Difference between Heart Attack and Heartburn
Key Difference: Heart attack is when the blood flow to the heart is restricted causing the heart cells to die. The lack of blood flow is caused by a partial blockage to the a coronary artery causing the rupture of a vulnerable atherosclerotic plaque, an unstable collection of lipids and white blood cells in the wall of an artery. Heartburn is a condition in which a person experiences a burning sensation or pain in the chest or just behind the breastbone. This burning sensation is caused by acid reflux or when the digestive acid flows up into the esophagus. The acid irritates the esophagus lining causing irritation and uneasiness to the person.
This might seem a silly comparison to cover as almost everyone knows what a heart attack and what heartburn is. However, heart attack symptoms vary between men and women. The symptoms of heart attack in women are very similar to the symptoms of heartburn. This causes many women to not seek medical care when they have a heart attack, believing it to be just plain heartburn. Heart attack and heartburn are two very different conditions and should be taken very seriously. Heart attack has to do with constricting of the arteries, while heartburn is not even associated with the heart, rather with the stomach.

_SUPPLIED ENTRIES_.
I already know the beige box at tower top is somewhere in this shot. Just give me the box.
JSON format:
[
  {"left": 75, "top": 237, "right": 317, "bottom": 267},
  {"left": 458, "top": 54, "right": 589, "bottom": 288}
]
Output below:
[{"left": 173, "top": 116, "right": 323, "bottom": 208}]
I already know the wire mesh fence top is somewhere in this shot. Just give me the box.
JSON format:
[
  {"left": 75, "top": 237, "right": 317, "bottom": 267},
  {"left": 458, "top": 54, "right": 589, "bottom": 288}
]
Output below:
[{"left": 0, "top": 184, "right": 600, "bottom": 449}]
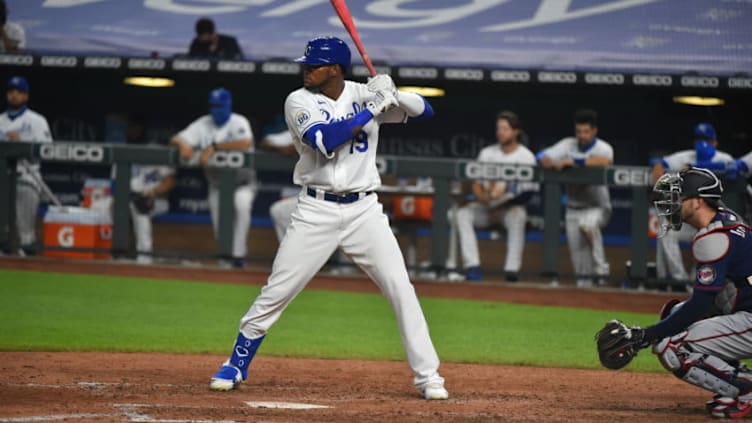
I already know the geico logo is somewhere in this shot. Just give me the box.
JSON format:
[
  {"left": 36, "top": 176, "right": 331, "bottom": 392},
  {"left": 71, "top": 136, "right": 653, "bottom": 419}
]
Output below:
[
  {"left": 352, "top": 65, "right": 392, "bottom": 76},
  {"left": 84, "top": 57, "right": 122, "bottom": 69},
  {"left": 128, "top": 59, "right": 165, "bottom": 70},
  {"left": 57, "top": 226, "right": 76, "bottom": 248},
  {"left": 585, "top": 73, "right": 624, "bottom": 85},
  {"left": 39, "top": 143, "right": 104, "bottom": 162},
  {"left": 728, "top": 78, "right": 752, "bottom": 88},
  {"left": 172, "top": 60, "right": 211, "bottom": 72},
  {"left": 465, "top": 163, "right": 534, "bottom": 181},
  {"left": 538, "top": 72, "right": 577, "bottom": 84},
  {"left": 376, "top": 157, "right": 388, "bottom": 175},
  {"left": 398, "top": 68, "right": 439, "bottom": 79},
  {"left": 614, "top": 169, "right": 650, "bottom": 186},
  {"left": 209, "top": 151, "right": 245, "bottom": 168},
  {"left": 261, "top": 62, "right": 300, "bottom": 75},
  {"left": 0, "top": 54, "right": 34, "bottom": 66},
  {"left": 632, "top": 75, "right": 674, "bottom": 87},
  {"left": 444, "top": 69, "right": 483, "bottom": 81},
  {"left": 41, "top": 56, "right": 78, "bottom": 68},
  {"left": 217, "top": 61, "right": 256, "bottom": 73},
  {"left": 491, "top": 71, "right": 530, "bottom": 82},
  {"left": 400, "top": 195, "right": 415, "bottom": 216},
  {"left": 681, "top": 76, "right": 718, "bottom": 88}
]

_WHAT YOU WILL DO_.
A. Answer these questions from the text on heart attack and heartburn:
(i) What causes the burning sensation felt in heartburn?
(ii) In which group are heart attack symptoms very similar to heartburn symptoms?
(iii) Which organ is heartburn associated with instead of the heart?
B. Write what comes next in the text on heart attack and heartburn, starting after its last sentence.

_ANSWERS PROVIDED_.
A.
(i) Acid reflux, when digestive acid flows up into the esophagus.
(ii) Women.
(iii) The stomach.

B.
Heart attack is when the blood flow to the heart is restricted causing the heart cells to die. The lack of blood flow is caused by a partial blockage to the a coronary artery causing the rupture of a vulnerable atherosclerotic plaque, an unstable collection of lipids and white blood cells in the wall of an artery. Heart attack is also known as Myocardial infarction (MI) or acute myocardial infarction (AMI). The reduced blood flow results in restricted oxygen supply to the heart, which manifests itself as severe pain and discomfort in the chest. This pain can then spread to the shoulders, arms, neck, jaw, or back.
Let’s simplify what happens during a heart attack. Plague made up of calcium, proteins and inflammatory cells cover the lining of the arteries, where they are deposited when the blood flows to the heart. The plague lining becomes hard after constant deposition and then cracks. The ruptured plague gets built up in the arteries blocking the blood from going through to the heart valves. The oxygenated blood never reaches the heart, causing the heart to become starved. This is similar to when a person not being able to get oxygen or air. The cells that do not receive the oxygen start to die. Note: This is permanent damage; the cells do not automatically rejuvenate. The dying of the cells manifests itself as pain and discomfort in the chest. Another reason for a heart attack could be a severe spasm or tightening of a coronary artery. The spasm cuts off blood flow through the artery, which leads to an attack. These spasms can occur in coronary arteries that do not have plaque built up.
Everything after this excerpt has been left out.